**Exercise task 1**
Please translate this sentence from the LED driver figure list into Spanish: "The components in the drawings are not necessarily to scale relative to each other."
**Exercise task 2**
Carry on writing the LED driver figure list, starting right after its final sentence.

**Quoted passage**
■ ■ ■

Fig. 8B is a time-based signal associated with the CS comparator of fig. 8A.

Fig. 9A is a block diagram of a second possible implementation of a Current Sense (CS) comparator for the possible implementation of the resonant offset compensation circuit of fig. 5.

Fig. 9B is a time-based signal associated with the CS comparator of fig. 9A.

Fig. 10 is a block diagram of an LED level measurement circuit according to a possible embodiment of the present disclosure.

Fig. 11 is a block diagram of a duty cycle generation circuit according to a possible embodiment of the present disclosure.

Fig. 12 is a detailed block diagram of an LED system with dimming control according to an embodiment of the present disclosure.

Fig. 13 is a flowchart of a method for driving an LED according to an embodiment of the present disclosure.

Fig. 14 and 15 show variations of the embodiments described herein.

The components in the drawings are not necessarily to scale relative to each other. Like reference numerals designate corresponding parts throughout the several views.

■ ■ ■

**Data shown**

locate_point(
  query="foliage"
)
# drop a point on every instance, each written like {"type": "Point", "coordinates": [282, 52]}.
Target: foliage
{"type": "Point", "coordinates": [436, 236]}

■ ■ ■

**Task response 1**
Los componentes de los dibujos no están necesariamente a escala entre sí.

**Task response 2**
Detailed Description

The present disclosure describes a circuit and method for accurately controlling a converter circuit, particularly when the converter circuit is operating in Discontinuous Current Mode (DCM) to deliver current or voltage to a load. The disclosed circuits and methods may be implemented for analog dimming of LEDs and may address the lack of accurate dimming control at low light levels of LEDs. The disclosed circuits and methods may provide the advantageous result of extending the controllable range of LED light levels without using pulsed dimming, which may have undesirable flicker or noise.

Analog dimming uses direct control of the current level through the LED to adjust its brightness (i.e., level). Fig. 1 is a block diagram of an LED system with dimming control. In system 100, an asynchronous (single switch) switch mode DC-DC converter is used to power the LED diodes (D _LED). As shown, the converter may be implemented as a buck converter circuit 110 (i.e., buck converter). The concepts described herein may also be implemented in a boost converter circuit or a buck-boost converter circuit.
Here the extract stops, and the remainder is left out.